§ TASK GOAL: Write out the data exactly, keeping every line.

§ RECORD SET:

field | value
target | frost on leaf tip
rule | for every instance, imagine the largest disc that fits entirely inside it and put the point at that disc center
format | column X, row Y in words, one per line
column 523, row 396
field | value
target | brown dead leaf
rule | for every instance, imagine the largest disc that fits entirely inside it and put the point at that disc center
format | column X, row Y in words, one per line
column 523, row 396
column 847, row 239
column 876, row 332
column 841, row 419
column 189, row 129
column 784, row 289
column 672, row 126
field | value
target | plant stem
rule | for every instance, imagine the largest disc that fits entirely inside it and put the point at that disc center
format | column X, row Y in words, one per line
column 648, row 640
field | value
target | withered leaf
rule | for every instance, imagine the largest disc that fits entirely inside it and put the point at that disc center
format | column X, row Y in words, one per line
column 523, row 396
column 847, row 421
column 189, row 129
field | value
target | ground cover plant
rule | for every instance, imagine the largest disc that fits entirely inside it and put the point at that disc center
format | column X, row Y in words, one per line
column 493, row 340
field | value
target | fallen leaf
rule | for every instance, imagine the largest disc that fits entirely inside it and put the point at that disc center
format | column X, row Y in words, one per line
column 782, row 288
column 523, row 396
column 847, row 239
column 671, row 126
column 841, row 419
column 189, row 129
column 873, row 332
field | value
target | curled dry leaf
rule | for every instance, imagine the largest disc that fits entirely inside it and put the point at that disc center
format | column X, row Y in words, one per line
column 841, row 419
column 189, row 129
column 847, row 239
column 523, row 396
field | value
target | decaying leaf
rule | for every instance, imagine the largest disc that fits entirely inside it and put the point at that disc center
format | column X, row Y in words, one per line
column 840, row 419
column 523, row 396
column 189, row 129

§ WRITTEN SOLUTION:
field | value
target | frost on leaf tip
rule | for every instance, imagine the largest disc that fits entirely inside it and put the point at that disc center
format | column X, row Y in words, one per line
column 523, row 396
field | value
target | brown dead leaf
rule | for every instance, imagine the largest disc that fits entirely inside it and put the point at that disc center
format | column X, row Y in words, one per line
column 523, row 396
column 847, row 239
column 876, row 332
column 841, row 419
column 189, row 129
column 784, row 289
column 672, row 126
field | value
target | plant stem
rule | for every instance, imagine the largest disc that fits entirely inside it and put the point at that disc center
format | column X, row Y in words, one per line
column 648, row 640
field | value
target | withered leaf
rule | for every instance, imagine the largest disc that fits entirely inside it and put the point at that disc center
format | column X, row Y in words, one per line
column 523, row 396
column 847, row 421
column 189, row 129
field | value
target | ground cover plant
rule | for every instance, imagine the largest disc that fits entirely inside it and put the point at that disc center
format | column X, row Y in words, one per line
column 493, row 340
field | value
target | fallen leaf
rule | for every instance, imagine the largest disc that fits entirely inside it and put the point at that disc center
format | column X, row Y in words, one per line
column 782, row 288
column 523, row 396
column 847, row 239
column 671, row 126
column 841, row 419
column 189, row 129
column 873, row 332
field | value
target | curled dry leaf
rule | for every instance, imagine the largest disc that fits entirely inside it and put the point at that disc center
format | column X, row Y in words, one per line
column 841, row 419
column 189, row 129
column 847, row 239
column 523, row 396
field | value
target | decaying leaf
rule | for every instance, imagine the largest disc that fits entirely inside it and put the point at that disc center
format | column X, row Y in words, one per line
column 840, row 419
column 523, row 396
column 189, row 129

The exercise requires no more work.